**Directions for this task:** Rewrite the listing below as a two-column CSV with the headers instruction and points, giving one row per reviewer note. Put each note's text and its answer in their own quoted field, with any line breaks replaced by spaces.

··· Listed records ···

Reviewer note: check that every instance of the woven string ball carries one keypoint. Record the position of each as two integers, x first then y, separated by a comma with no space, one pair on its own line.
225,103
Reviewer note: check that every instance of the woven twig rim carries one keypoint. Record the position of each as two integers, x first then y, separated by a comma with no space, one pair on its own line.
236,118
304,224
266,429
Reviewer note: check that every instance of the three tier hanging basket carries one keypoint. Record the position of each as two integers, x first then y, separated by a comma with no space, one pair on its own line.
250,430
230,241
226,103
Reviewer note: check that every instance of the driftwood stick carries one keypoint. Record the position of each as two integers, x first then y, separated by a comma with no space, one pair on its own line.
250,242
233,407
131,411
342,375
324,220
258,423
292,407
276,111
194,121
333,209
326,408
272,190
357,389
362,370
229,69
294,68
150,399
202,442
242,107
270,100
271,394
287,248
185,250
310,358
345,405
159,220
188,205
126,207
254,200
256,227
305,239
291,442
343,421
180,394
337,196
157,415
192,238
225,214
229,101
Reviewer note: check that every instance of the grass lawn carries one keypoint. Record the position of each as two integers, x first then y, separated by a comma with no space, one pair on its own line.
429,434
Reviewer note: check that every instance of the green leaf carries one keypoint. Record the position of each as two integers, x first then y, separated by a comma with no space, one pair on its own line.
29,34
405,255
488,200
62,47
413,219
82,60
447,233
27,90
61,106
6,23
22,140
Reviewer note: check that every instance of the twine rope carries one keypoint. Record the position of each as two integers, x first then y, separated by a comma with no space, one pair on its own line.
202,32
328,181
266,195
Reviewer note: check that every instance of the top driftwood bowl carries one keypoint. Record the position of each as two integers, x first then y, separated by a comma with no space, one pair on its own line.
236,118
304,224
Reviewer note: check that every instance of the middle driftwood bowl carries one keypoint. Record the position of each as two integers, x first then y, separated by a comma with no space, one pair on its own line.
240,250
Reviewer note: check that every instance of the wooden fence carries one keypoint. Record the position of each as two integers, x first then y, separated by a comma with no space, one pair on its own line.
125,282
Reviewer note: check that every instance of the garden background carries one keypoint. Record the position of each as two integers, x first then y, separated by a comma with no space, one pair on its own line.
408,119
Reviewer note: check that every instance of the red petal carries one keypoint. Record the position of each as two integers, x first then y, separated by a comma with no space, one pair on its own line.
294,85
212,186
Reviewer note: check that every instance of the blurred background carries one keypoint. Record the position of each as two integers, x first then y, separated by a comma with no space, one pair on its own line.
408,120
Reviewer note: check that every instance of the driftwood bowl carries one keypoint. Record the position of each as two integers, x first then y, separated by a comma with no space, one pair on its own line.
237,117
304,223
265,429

···

**Answer for the task:**
instruction,points
"Reviewer note: check that every instance of the woven string ball carries one keypoint. Record the position of each as two integers, x first then y, separated by a comma with no space, one pair on its own line.","225,103"
"Reviewer note: check that every instance of the woven twig rim carries one keypoint. Record the position of each as two integers, x first then y, separated by a comma with no space, one pair on its own line.","236,118 304,224 266,429"
"Reviewer note: check that every instance of the three tier hanging basket carries one keypoint. Record the position of each as two integers, x first then y, separated by a comma with no space, one pair on its own line.","250,430 230,241 226,103"
"Reviewer note: check that every instance of the driftwood stick carries one keypoint. Record the position of each as two integers, x first then y, separated by a comma with no space, one pair on its own line.","250,242 233,407 131,411 342,375 324,220 258,423 292,407 276,111 194,121 333,209 326,408 272,190 357,389 362,370 229,69 294,68 150,399 202,442 242,107 270,100 271,394 287,248 185,250 310,358 345,405 159,220 188,205 126,207 254,200 256,227 305,239 291,442 343,421 180,394 337,196 157,415 192,238 225,214 229,101"
"Reviewer note: check that every instance of the grass lawn carries one keypoint. Record the position of each as two integers, x first then y, separated by a comma with no space, one pair on its own line.","429,434"
"Reviewer note: check that every instance of the green leaf carries one keypoint. Record the position of each as two integers, x first then y, separated by a comma with no space, one pair on its own line.","29,34 405,255 488,200 62,47 413,219 82,60 447,233 27,90 61,106 6,23 22,140"
"Reviewer note: check that every instance of the twine rope carries one keypoint. Record the position of each as two integers, x first then y, separated by a comma with no space, one pair on its own line.","202,32 328,181 266,195"
"Reviewer note: check that every instance of the top driftwood bowl carries one keypoint. Record the position of each as two integers, x first then y, separated by a comma with no space, one pair on its own line.","236,118 304,224"
"Reviewer note: check that every instance of the middle driftwood bowl carries one keypoint. Record the position of each as two integers, x first then y, separated by a comma with no space, one pair on its own line.","240,250"
"Reviewer note: check that every instance of the wooden fence carries one keypoint. Record the position of each as two integers, x first then y, separated by a comma with no space, one pair on its own line.","125,282"
"Reviewer note: check that every instance of the garden background carries one keypoint. Record the position of each as two integers, x first then y, separated by a comma with no space, one pair on its own line.","408,119"
"Reviewer note: check that every instance of the red petal carries one keypoint. Record the position of each as two integers, x first then y, separated by a comma with no space, one pair on its own line.","294,85 212,186"
"Reviewer note: check that every instance of the blurred background carries one keypoint. Record the position of each as two integers, x first then y, separated by a comma with no space, one pair on its own line.","408,120"
"Reviewer note: check that every instance of the driftwood bowl carries one keypoint. Record the position of each as two integers, x first then y, separated by a comma with no space, one pair on its own line.","237,117 304,223 265,429"